The data.
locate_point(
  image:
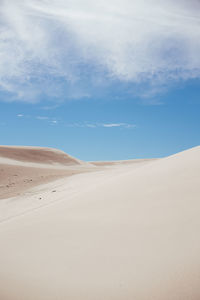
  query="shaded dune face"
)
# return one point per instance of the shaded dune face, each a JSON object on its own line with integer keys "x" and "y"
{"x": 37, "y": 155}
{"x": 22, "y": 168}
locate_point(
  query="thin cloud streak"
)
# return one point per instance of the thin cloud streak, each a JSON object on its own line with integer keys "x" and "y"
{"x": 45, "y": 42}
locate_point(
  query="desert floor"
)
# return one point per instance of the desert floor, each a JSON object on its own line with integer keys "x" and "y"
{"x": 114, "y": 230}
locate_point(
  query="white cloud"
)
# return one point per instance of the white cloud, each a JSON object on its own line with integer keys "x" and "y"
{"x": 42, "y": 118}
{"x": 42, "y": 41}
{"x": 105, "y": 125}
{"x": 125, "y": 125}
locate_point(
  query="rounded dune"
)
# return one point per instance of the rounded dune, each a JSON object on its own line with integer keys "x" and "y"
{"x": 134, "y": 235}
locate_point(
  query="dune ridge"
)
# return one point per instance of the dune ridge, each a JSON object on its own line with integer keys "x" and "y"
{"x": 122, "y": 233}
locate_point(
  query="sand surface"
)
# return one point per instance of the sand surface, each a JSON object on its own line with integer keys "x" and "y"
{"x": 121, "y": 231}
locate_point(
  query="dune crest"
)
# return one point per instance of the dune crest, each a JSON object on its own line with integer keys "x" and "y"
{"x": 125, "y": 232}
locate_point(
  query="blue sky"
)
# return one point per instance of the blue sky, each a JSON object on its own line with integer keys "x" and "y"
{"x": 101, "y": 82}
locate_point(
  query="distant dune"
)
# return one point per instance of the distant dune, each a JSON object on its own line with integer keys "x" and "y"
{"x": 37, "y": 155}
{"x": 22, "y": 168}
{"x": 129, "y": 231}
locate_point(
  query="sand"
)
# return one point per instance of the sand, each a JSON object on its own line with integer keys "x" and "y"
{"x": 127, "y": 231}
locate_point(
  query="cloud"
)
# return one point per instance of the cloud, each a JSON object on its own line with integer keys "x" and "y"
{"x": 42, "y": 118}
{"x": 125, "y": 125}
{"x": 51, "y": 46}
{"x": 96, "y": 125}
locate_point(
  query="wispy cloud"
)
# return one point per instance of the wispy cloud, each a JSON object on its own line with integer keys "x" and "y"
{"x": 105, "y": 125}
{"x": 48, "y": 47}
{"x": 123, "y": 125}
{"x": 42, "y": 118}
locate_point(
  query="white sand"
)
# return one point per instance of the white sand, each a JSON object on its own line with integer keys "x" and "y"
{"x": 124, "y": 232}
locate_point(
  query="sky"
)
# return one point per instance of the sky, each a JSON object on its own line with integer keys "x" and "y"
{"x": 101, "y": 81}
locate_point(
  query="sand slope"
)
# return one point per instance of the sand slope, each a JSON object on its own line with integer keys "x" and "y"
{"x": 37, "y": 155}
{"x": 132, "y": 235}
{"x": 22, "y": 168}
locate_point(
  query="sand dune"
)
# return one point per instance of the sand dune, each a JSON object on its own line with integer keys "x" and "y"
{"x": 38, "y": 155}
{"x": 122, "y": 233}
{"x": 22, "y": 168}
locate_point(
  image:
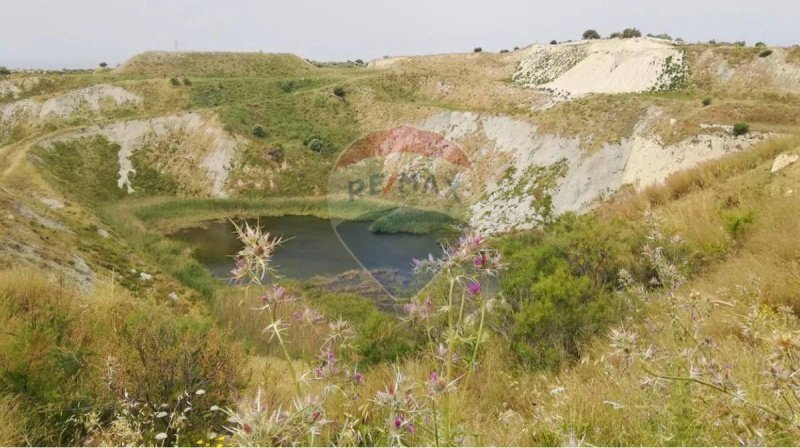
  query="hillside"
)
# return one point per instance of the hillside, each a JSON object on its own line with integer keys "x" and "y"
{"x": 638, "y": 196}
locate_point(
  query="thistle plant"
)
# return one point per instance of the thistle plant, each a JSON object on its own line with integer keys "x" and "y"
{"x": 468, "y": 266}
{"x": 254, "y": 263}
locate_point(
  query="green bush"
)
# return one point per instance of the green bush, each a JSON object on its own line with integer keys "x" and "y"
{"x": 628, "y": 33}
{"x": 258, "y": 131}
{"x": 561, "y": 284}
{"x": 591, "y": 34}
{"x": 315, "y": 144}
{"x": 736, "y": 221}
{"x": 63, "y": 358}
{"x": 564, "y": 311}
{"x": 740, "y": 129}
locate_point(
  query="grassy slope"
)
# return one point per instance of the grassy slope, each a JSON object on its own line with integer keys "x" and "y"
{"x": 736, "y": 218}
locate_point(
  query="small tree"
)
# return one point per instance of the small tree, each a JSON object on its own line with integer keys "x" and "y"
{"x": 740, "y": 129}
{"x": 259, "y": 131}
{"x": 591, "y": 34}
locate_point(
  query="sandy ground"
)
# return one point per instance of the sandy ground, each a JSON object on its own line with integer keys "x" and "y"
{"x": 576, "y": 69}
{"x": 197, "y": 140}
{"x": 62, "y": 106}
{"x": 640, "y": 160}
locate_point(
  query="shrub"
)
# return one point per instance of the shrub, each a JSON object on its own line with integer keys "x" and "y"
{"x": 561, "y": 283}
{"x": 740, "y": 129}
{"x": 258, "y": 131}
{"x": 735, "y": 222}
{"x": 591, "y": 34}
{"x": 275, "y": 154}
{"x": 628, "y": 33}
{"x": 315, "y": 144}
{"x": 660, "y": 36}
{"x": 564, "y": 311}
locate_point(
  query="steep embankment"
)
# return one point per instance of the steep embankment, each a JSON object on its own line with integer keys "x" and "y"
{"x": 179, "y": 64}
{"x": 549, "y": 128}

Exercise. Copy everything in the records above except the pictures, exactly as written.

Task response.
locate_point(
  image:
  query="shaded dune face"
)
# return one point per instance of the shaded dune face, each a JSON object on its own line with integer keys "x" and "y"
{"x": 37, "y": 155}
{"x": 22, "y": 168}
locate_point(
  query="thin cloud streak"
)
# return one point per instance of the thin cloud streak, each a JSON object on its own line with integer keys "x" and "y"
{"x": 45, "y": 42}
locate_point(
  query="desert floor"
)
# return one point per instance of the desert floor, each a JSON object on its own line with integer keys "x" and "y"
{"x": 114, "y": 230}
locate_point(
  query="white cloud"
)
# return one point per instance of the white cloud, each a JSON object on its own line with integer keys "x" and "y"
{"x": 42, "y": 118}
{"x": 42, "y": 41}
{"x": 105, "y": 125}
{"x": 125, "y": 125}
locate_point(
  query="rounded dune"
)
# return one point per instance of the rounded dune, each a JSON object on its own line with integer keys "x" and "y"
{"x": 134, "y": 235}
locate_point(
  query="dune ridge"
)
# return one point per instance of the dune ridge, each a JSON object on its own line with integer keys "x" and "y"
{"x": 122, "y": 233}
locate_point(
  query="sand surface"
)
# return one point per instance of the sand surface, each a JSON object on its own line with integer keys "x" and "y"
{"x": 121, "y": 231}
locate_point(
  query="dune crest"
)
# return one point per instance of the dune crest, each a JSON object on its own line with integer keys "x" and "y"
{"x": 125, "y": 232}
locate_point(
  query="blue sky"
)
# return one point per instance of the blue sky, each a JSON object on its own line with integer keys "x" and "y"
{"x": 101, "y": 82}
locate_point(
  query="distant dune"
)
# return one point per instance of the distant dune, each a JSON object on its own line with integer keys "x" and "y"
{"x": 37, "y": 155}
{"x": 22, "y": 168}
{"x": 129, "y": 231}
locate_point(
  query="sand"
)
# return one point per instance of the sand, each a JSON object on its own line with integer keys "x" and "y"
{"x": 127, "y": 231}
locate_point(
  query="cloud"
)
# return one point per instance of the cloud, each a JSON object on its own line with integer keys "x" and "y"
{"x": 42, "y": 118}
{"x": 125, "y": 125}
{"x": 51, "y": 46}
{"x": 96, "y": 125}
locate_point(
  query="wispy cloud"
)
# return one point per instance of the wispy cloud, each a JSON object on its own line with integer keys "x" and "y"
{"x": 105, "y": 125}
{"x": 48, "y": 47}
{"x": 123, "y": 125}
{"x": 42, "y": 118}
locate_point(
  query="white sand"
)
# return one point per instance of the white sand, each a JSON object on its own line with integer keys "x" and "y"
{"x": 124, "y": 232}
locate_point(
  query="sky"
)
# return one point per instance of the sky, each a JSON object on its own line with integer keys "x" and "y"
{"x": 101, "y": 81}
locate_point(
  query="sand slope"
)
# return one point per instance of the sand slope, each a JSON object on its own line with integer keys "x" and "y"
{"x": 37, "y": 155}
{"x": 132, "y": 235}
{"x": 22, "y": 168}
locate_point(
  query="sand dune"
)
# return one point per instance of the sand dune, each a JSON object on its own line with integer keys "x" and "y"
{"x": 38, "y": 155}
{"x": 122, "y": 233}
{"x": 22, "y": 168}
locate_point(
  image:
  query="hillside"
)
# return one point per instance of the hillside, each a JSON object on its own line with integer keys "x" and "y"
{"x": 638, "y": 196}
locate_point(
  query="thistle plant"
)
# return one point per instance of the thistle plant, each a JSON object on its own line with integer keys "x" and "y"
{"x": 468, "y": 266}
{"x": 254, "y": 263}
locate_point(
  query="green bush"
)
# return one point per instance of the green bush, each a JSON object on its own line with integer keys "x" and "y"
{"x": 628, "y": 33}
{"x": 258, "y": 131}
{"x": 561, "y": 284}
{"x": 591, "y": 34}
{"x": 315, "y": 144}
{"x": 736, "y": 221}
{"x": 63, "y": 358}
{"x": 564, "y": 311}
{"x": 740, "y": 129}
locate_point(
  query="grassy slope"
)
# return one point per instance of the grassy slope, each a JSON object on its own line with integer keys "x" and "y"
{"x": 736, "y": 218}
locate_point(
  query="small tree"
)
# return one point per instance of the small tree, each a JSON object on its own line with integer keys "x" and "y"
{"x": 740, "y": 129}
{"x": 259, "y": 131}
{"x": 591, "y": 34}
locate_point(
  query="sandy ground"
)
# return one point per instance of the sandy ground, each a JSON object on its own line with integer keys "x" and "y"
{"x": 576, "y": 69}
{"x": 197, "y": 140}
{"x": 62, "y": 106}
{"x": 640, "y": 160}
locate_point(
  query="shrub"
)
# return one point per instance of the shrub, each a JSON object on its own line with integer keys "x" and "y"
{"x": 561, "y": 283}
{"x": 740, "y": 129}
{"x": 258, "y": 131}
{"x": 735, "y": 222}
{"x": 591, "y": 34}
{"x": 275, "y": 154}
{"x": 628, "y": 33}
{"x": 315, "y": 144}
{"x": 660, "y": 36}
{"x": 564, "y": 311}
locate_point(
  query="steep embankment"
)
# return one point per instance of the steep embankment, each a JSON object on its own line with integer keys "x" and "y"
{"x": 179, "y": 64}
{"x": 549, "y": 128}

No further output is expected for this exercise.